Transcribe all of the material exactly.

··· DATA EXCERPTS

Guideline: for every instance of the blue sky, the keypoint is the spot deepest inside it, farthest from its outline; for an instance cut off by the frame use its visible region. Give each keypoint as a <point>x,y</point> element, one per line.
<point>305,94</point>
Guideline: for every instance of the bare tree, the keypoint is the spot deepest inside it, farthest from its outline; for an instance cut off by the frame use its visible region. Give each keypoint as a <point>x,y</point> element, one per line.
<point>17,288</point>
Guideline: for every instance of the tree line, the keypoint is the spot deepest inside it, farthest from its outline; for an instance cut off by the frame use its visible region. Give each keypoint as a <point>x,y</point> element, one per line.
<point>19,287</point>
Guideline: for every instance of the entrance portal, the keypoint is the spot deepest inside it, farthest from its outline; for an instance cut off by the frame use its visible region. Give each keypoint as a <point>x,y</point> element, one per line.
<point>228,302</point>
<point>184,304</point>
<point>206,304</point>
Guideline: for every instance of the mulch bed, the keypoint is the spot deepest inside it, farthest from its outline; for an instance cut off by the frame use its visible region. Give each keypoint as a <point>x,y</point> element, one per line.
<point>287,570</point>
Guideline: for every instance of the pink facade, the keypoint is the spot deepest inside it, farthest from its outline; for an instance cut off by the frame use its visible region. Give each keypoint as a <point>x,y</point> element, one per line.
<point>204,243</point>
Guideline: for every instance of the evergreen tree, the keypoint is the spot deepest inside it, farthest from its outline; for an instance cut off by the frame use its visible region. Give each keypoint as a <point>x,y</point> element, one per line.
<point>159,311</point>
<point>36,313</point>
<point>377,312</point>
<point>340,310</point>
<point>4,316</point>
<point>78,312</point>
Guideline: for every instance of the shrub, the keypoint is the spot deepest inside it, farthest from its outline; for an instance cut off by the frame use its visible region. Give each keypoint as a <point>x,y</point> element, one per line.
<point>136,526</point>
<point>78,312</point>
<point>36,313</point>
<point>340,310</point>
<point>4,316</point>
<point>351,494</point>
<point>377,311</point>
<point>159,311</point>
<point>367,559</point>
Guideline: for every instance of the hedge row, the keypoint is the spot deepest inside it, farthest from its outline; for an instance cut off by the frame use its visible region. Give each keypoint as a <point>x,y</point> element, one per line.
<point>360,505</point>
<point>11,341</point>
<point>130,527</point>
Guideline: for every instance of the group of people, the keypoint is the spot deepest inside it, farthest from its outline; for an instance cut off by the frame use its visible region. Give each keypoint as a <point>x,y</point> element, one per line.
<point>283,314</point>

······

• RESULT OF THE EXERCISE:
Guideline: for every instance of the blue sky, the keypoint is the spot deepest inside it, farthest from its outline; for an instance cut off by the frame use its visible region. Give each keypoint as a <point>x,y</point> element, one per line.
<point>305,94</point>
Guideline: for every instance of the bare tree, the keypoint is the spot deepest inside it, farthest from its outline; for an instance cut off by the frame use its visible region. Give each keypoint as a <point>x,y</point> element, one per line.
<point>17,288</point>
Guideline: for every instance of the tree line, the keypoint is the spot deepest inside it, farthest from its outline; for an instance cut off by the frame use its visible region. Give each keypoint as a <point>x,y</point> element, one per line.
<point>19,287</point>
Guideline: for every instance of the entrance portal, the keypoint is the spot deepest inside it, farthest from its outline; for an instance cut off by the frame use its visible region. Give each keypoint as a <point>x,y</point> element, one per line.
<point>228,302</point>
<point>184,304</point>
<point>206,304</point>
Guideline: for every instance of the mulch bed, the keypoint is the spot deepest inside it, farthest from its outline; for an instance cut off by the frame use its visible region. Give each keypoint as a <point>x,y</point> element, one per line.
<point>287,570</point>
Guideline: for every instance of the pink facade, the keypoint is the spot deepest inside it, farthest from its outline; for an instance cut off by the frame use its visible region. Give each keypoint as a <point>x,y</point> element, one per line.
<point>204,243</point>
Guideline: for every instance of the evergreen tree, the keypoint is the spot deepest inside it, farthest from its outline; for an instance cut off by the frame use its visible region. Give each keypoint as a <point>x,y</point> element, one per line.
<point>159,311</point>
<point>36,313</point>
<point>377,312</point>
<point>340,310</point>
<point>4,316</point>
<point>78,312</point>
Guideline: for every instance of the shrub, the keypoint is the spot deepest inside it, farthest from its outline; for an instance cut off by the frame use its visible region. Give each keypoint as a <point>x,y</point> element, one per line.
<point>136,526</point>
<point>78,312</point>
<point>36,313</point>
<point>340,310</point>
<point>4,316</point>
<point>351,494</point>
<point>377,311</point>
<point>159,311</point>
<point>367,559</point>
Guideline: for every instance of the hedge row, the keypoint is the spot deepest inside it, farthest from its outline; for an instance cut off by the frame use its visible region. Give each keypoint as a <point>x,y</point> element, one per line.
<point>360,505</point>
<point>11,341</point>
<point>130,527</point>
Guideline: for every instance of the group of people, the keypoint is the spot deepest inside it, farthest from its outline; for an instance cut off by the frame use its visible region. Give each keypoint as a <point>x,y</point> element, one per line.
<point>283,314</point>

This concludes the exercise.